Data drawn from a collection
---
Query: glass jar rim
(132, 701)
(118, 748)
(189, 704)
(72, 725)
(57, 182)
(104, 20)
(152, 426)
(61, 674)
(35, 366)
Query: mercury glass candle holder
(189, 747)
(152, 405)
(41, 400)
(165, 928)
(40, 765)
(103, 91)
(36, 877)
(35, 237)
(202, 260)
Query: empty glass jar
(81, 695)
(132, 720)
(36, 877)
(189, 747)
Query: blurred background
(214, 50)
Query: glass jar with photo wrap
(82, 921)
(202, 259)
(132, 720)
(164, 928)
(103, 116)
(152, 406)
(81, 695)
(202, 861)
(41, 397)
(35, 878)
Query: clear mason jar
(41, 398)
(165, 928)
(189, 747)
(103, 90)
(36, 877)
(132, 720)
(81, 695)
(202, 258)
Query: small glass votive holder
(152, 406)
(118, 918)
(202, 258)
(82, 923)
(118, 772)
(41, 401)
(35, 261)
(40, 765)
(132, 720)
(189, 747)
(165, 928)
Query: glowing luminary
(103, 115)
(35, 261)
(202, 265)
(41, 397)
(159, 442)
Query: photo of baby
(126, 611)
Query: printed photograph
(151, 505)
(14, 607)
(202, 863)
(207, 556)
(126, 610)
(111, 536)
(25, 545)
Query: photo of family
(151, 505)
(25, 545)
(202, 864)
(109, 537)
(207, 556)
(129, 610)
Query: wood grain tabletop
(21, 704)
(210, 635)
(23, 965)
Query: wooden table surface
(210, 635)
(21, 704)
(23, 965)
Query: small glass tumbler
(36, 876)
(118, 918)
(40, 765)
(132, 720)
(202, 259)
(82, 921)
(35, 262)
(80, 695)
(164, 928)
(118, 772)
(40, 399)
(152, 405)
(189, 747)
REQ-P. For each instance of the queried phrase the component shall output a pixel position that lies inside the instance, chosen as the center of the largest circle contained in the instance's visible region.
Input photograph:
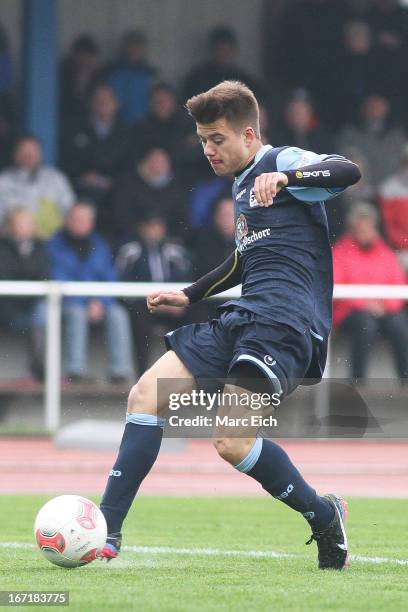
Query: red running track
(352, 467)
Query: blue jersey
(285, 251)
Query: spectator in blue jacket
(132, 76)
(78, 253)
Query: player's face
(227, 149)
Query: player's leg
(263, 459)
(361, 327)
(140, 442)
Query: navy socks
(137, 453)
(268, 463)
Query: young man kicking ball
(278, 329)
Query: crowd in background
(132, 197)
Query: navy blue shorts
(211, 350)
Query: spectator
(362, 257)
(44, 190)
(358, 74)
(132, 76)
(204, 196)
(221, 65)
(376, 138)
(389, 23)
(23, 258)
(314, 29)
(95, 149)
(217, 241)
(151, 185)
(166, 126)
(394, 209)
(79, 72)
(78, 253)
(301, 126)
(151, 256)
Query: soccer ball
(70, 530)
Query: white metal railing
(54, 291)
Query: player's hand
(267, 185)
(166, 298)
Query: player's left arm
(307, 176)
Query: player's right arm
(225, 276)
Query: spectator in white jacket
(44, 190)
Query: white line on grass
(218, 552)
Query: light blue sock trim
(252, 457)
(145, 419)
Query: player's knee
(230, 449)
(138, 400)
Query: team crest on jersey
(253, 202)
(241, 227)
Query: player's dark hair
(231, 100)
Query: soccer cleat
(332, 541)
(112, 547)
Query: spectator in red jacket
(394, 209)
(362, 257)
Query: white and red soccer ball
(70, 530)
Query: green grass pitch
(189, 564)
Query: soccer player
(277, 330)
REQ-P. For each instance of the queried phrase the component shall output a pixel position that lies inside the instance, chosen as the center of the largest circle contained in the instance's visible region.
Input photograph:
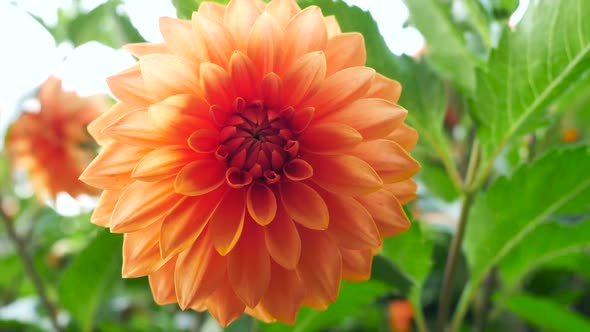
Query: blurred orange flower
(253, 161)
(53, 145)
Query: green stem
(29, 267)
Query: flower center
(256, 141)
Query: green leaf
(546, 54)
(447, 50)
(546, 314)
(89, 279)
(544, 244)
(103, 24)
(351, 299)
(511, 209)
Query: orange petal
(240, 16)
(262, 204)
(351, 225)
(305, 33)
(141, 253)
(329, 138)
(178, 35)
(373, 118)
(200, 177)
(104, 209)
(265, 44)
(388, 159)
(167, 75)
(319, 268)
(387, 212)
(162, 283)
(162, 163)
(217, 84)
(282, 240)
(185, 222)
(199, 272)
(284, 295)
(244, 76)
(141, 49)
(224, 305)
(215, 38)
(95, 127)
(345, 50)
(356, 264)
(248, 265)
(112, 168)
(142, 204)
(343, 174)
(227, 221)
(136, 128)
(304, 78)
(304, 205)
(129, 87)
(384, 88)
(340, 89)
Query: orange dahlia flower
(253, 161)
(52, 145)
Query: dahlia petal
(329, 138)
(388, 159)
(199, 271)
(304, 78)
(384, 88)
(136, 128)
(240, 16)
(332, 26)
(129, 87)
(215, 38)
(186, 221)
(244, 75)
(356, 264)
(282, 240)
(212, 10)
(162, 163)
(95, 127)
(387, 212)
(297, 170)
(248, 265)
(304, 205)
(373, 118)
(305, 33)
(217, 84)
(272, 90)
(167, 75)
(340, 89)
(162, 283)
(265, 44)
(282, 11)
(227, 222)
(405, 136)
(141, 253)
(179, 38)
(200, 177)
(141, 49)
(344, 174)
(351, 225)
(285, 294)
(345, 50)
(224, 305)
(261, 203)
(142, 204)
(319, 268)
(112, 168)
(404, 191)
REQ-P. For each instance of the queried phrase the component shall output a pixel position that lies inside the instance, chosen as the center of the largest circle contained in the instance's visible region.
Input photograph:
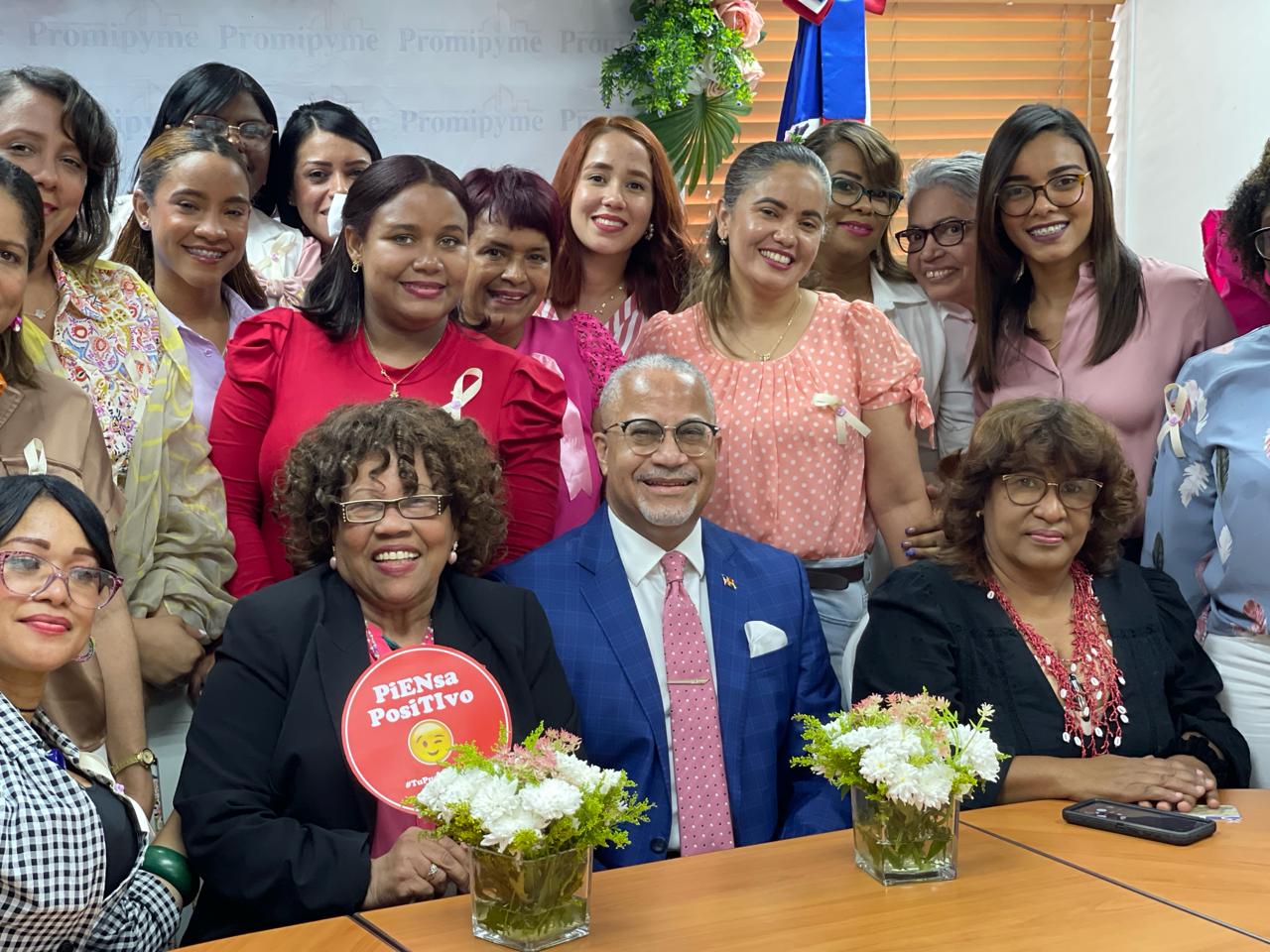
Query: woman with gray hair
(857, 262)
(942, 195)
(818, 398)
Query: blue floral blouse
(1207, 509)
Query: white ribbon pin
(37, 463)
(1175, 412)
(842, 416)
(462, 393)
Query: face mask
(335, 213)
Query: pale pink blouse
(1184, 316)
(789, 475)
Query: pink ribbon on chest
(574, 461)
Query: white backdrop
(463, 81)
(1192, 116)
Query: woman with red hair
(626, 250)
(516, 239)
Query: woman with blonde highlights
(1089, 660)
(818, 399)
(626, 250)
(187, 240)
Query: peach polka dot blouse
(784, 477)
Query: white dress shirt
(643, 563)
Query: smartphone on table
(1144, 821)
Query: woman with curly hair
(626, 252)
(1088, 658)
(1206, 511)
(393, 511)
(1237, 245)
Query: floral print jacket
(1207, 511)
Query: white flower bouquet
(532, 814)
(908, 763)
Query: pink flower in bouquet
(743, 17)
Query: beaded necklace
(377, 644)
(1088, 685)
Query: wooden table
(1026, 881)
(340, 934)
(807, 895)
(1224, 878)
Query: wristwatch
(143, 757)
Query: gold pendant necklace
(400, 380)
(617, 294)
(765, 358)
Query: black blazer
(929, 630)
(273, 820)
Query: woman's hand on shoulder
(1165, 783)
(924, 540)
(402, 875)
(169, 648)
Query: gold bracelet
(145, 757)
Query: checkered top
(53, 856)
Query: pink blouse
(792, 471)
(583, 353)
(1184, 316)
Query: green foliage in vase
(530, 800)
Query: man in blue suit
(615, 601)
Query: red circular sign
(409, 708)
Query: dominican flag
(829, 71)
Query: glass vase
(531, 904)
(898, 843)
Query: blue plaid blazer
(581, 585)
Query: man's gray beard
(668, 515)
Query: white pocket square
(763, 639)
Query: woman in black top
(391, 512)
(1089, 661)
(76, 870)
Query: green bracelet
(171, 866)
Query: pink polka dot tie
(699, 780)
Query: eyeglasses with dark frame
(1019, 198)
(421, 506)
(31, 575)
(1261, 243)
(253, 134)
(846, 191)
(643, 435)
(1029, 489)
(947, 234)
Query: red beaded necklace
(1088, 685)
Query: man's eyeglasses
(644, 436)
(1062, 190)
(947, 232)
(425, 506)
(1028, 489)
(31, 575)
(255, 135)
(846, 191)
(1261, 241)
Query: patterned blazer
(581, 585)
(53, 856)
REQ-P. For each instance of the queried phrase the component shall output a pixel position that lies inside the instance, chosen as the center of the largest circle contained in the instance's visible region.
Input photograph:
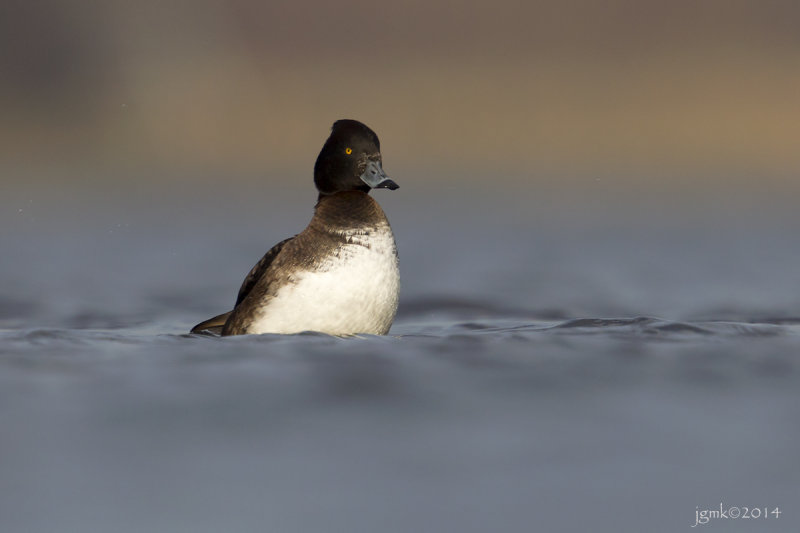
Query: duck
---
EXERCISE DESCRIPTION
Copy all the items above verbatim, line for line, omitting the pictures.

COMPLETE OUTPUT
Query: glass jar rim
(132, 701)
(118, 748)
(189, 704)
(72, 725)
(57, 182)
(104, 20)
(152, 426)
(61, 674)
(35, 366)
Query: mercury glass candle holder
(189, 747)
(152, 405)
(41, 400)
(165, 928)
(40, 765)
(103, 91)
(36, 877)
(35, 237)
(202, 260)
Query: empty glass jar
(81, 695)
(132, 720)
(36, 877)
(189, 747)
Query: blurred background
(214, 50)
Query: glass jar with photo wrap
(82, 921)
(202, 259)
(132, 720)
(164, 928)
(103, 116)
(152, 406)
(81, 695)
(202, 861)
(41, 397)
(35, 878)
Query: clear mason jar
(41, 398)
(165, 928)
(189, 747)
(103, 90)
(36, 877)
(132, 720)
(81, 695)
(202, 258)
Query: small glass votive holder
(152, 406)
(118, 918)
(202, 258)
(82, 923)
(118, 772)
(41, 401)
(35, 261)
(40, 765)
(132, 720)
(189, 747)
(165, 928)
Query: glowing luminary
(103, 115)
(35, 261)
(202, 265)
(41, 397)
(159, 442)
Query: photo of baby
(126, 611)
Query: printed photograph
(151, 505)
(14, 607)
(202, 863)
(207, 556)
(126, 610)
(111, 536)
(25, 545)
Query: photo of family
(151, 505)
(25, 545)
(202, 864)
(109, 537)
(207, 556)
(129, 610)
Query: wood grain tabletop
(21, 704)
(210, 635)
(23, 965)
Query: wooden table surface
(210, 635)
(21, 704)
(23, 965)
Query: small glass tumbler
(36, 876)
(118, 918)
(40, 765)
(132, 720)
(202, 259)
(82, 921)
(35, 262)
(80, 695)
(164, 928)
(118, 772)
(40, 399)
(152, 405)
(189, 747)
REQ-P. For each instance of the queried phrase the component shall output a pixel position that lies inside the instance, chosen as the center of the largest circle contained in the instance's visible region.
Input photograph:
Query: red running track
(352, 467)
Query: blue jersey
(285, 251)
Query: spectator in blue jacket
(132, 76)
(78, 253)
Query: player's face
(227, 149)
Query: player's leg
(263, 459)
(361, 327)
(140, 442)
Query: navy socks
(137, 453)
(268, 463)
Query: young man kicking ball
(278, 329)
Query: crowd in background
(132, 197)
Query: navy blue shorts
(211, 350)
Query: spectator
(362, 257)
(44, 190)
(358, 74)
(132, 76)
(204, 196)
(221, 65)
(376, 138)
(389, 23)
(23, 258)
(314, 29)
(95, 149)
(217, 241)
(151, 185)
(166, 126)
(394, 209)
(79, 72)
(78, 253)
(301, 126)
(151, 256)
Query: soccer ball
(70, 530)
Query: white metal railing
(54, 291)
Query: player's hand
(267, 185)
(166, 298)
Query: player's left arm
(307, 176)
Query: player's right arm
(225, 276)
Query: spectator in white jacket
(44, 190)
Query: white line on grass
(218, 552)
Query: light blue sock trim
(252, 457)
(145, 419)
Query: player's knee
(230, 449)
(138, 400)
Query: team crest on jersey
(253, 202)
(241, 227)
Query: player's dark hair
(231, 100)
Query: soccer cleat
(332, 541)
(112, 547)
Query: spectator in red jacket
(394, 209)
(362, 257)
Query: white and red soccer ball
(70, 530)
Query: green grass pitch
(189, 564)
Query: soccer player
(277, 330)
REQ-P. For each instance of the queried phrase the component shall output a pixel position that lies inside the instance, chosen as the center of the largest circle contained in the instance's visible region.
Input photograph:
Query: blurred orange flower
(253, 161)
(53, 145)
Query: green stem
(29, 267)
Query: flower center
(256, 141)
Query: green leaf
(546, 54)
(447, 50)
(546, 314)
(89, 279)
(544, 244)
(103, 24)
(351, 299)
(511, 209)
Query: orange petal
(240, 16)
(262, 204)
(351, 225)
(305, 33)
(141, 253)
(329, 138)
(178, 35)
(373, 118)
(200, 177)
(104, 209)
(265, 44)
(388, 159)
(167, 75)
(319, 268)
(387, 212)
(162, 283)
(162, 163)
(217, 84)
(282, 240)
(185, 222)
(199, 272)
(284, 295)
(244, 76)
(141, 49)
(224, 305)
(215, 38)
(95, 127)
(345, 50)
(356, 264)
(248, 265)
(112, 168)
(142, 204)
(343, 174)
(227, 221)
(136, 128)
(304, 78)
(304, 205)
(129, 87)
(384, 88)
(340, 89)
Query: orange dahlia flower
(253, 161)
(52, 145)
Query: dahlia petal
(329, 138)
(388, 159)
(199, 271)
(304, 78)
(384, 88)
(136, 128)
(240, 16)
(332, 26)
(129, 87)
(215, 38)
(186, 221)
(244, 75)
(356, 264)
(282, 240)
(212, 10)
(162, 163)
(95, 127)
(387, 212)
(297, 170)
(248, 265)
(304, 205)
(373, 118)
(305, 33)
(217, 84)
(272, 90)
(167, 75)
(340, 89)
(162, 283)
(265, 44)
(282, 11)
(227, 222)
(405, 136)
(141, 253)
(179, 38)
(200, 177)
(141, 49)
(344, 174)
(351, 225)
(285, 294)
(345, 50)
(224, 305)
(261, 203)
(142, 204)
(319, 268)
(112, 168)
(404, 191)
REQ-P. For each instance of the queried phrase the component shall output a pixel position that lies inside the instance, chosen as the center of the largest circle contained in the instance's visible region.
Input photograph:
Query: woman with gray hair
(857, 262)
(942, 195)
(818, 398)
Query: blue floral blouse
(1207, 509)
Query: white ribbon pin
(37, 463)
(1175, 412)
(842, 416)
(462, 393)
Query: face mask
(335, 213)
Query: pale pink blouse
(1184, 316)
(789, 475)
Query: pink ribbon on chest
(574, 461)
Query: white backdrop
(463, 81)
(1192, 116)
Query: woman with red hair
(626, 250)
(516, 239)
Query: woman with blonde highlights
(1089, 660)
(818, 399)
(626, 250)
(187, 240)
Query: peach polka dot blouse
(784, 477)
Query: white dress shirt
(643, 563)
Query: smartphone on table
(1144, 821)
Query: woman with curly hair
(626, 252)
(1088, 658)
(1206, 511)
(393, 511)
(1237, 245)
Query: floral print jacket
(1207, 511)
Query: white flower bouquet
(532, 814)
(908, 763)
Query: pink flower in bouquet
(743, 17)
Query: beaded necklace
(377, 644)
(1088, 685)
Query: wooden table
(1026, 881)
(340, 934)
(807, 895)
(1224, 878)
Query: wristwatch
(143, 757)
Query: gold pendant necklace
(400, 380)
(617, 294)
(765, 358)
Query: black blazer
(929, 630)
(273, 820)
Query: woman's hand on shoulder
(1165, 783)
(924, 540)
(402, 875)
(169, 648)
Query: gold bracelet
(145, 757)
Query: checkered top
(53, 856)
Query: pink blouse
(792, 471)
(583, 353)
(1184, 316)
Query: green foliage in vase
(530, 800)
Query: man in blue suit
(615, 601)
Query: red circular sign
(409, 708)
Query: dominican flag
(829, 71)
Query: glass vase
(531, 904)
(898, 843)
Query: blue plaid blazer
(581, 585)
Query: man's gray beard
(668, 515)
Query: white pocket square
(763, 639)
Query: woman in black top
(391, 512)
(1089, 661)
(76, 870)
Query: green bracelet
(171, 866)
Query: pink polka dot tie
(699, 780)
Query: eyeglasses with dark frame
(1019, 198)
(421, 506)
(31, 575)
(1261, 243)
(253, 134)
(846, 191)
(643, 435)
(1029, 489)
(947, 234)
Query: red beaded necklace
(1088, 685)
Query: man's eyeglasses
(644, 436)
(1062, 190)
(947, 232)
(425, 506)
(1028, 489)
(31, 575)
(255, 135)
(846, 191)
(1261, 241)
Query: patterned blazer
(581, 585)
(53, 856)
REQ-P. For each instance of the queried phrase the component shall output a pixel position that lies inside the instance, chosen as the center of the largest circle contained in the instance's visible region.
Input photograph:
Query: duck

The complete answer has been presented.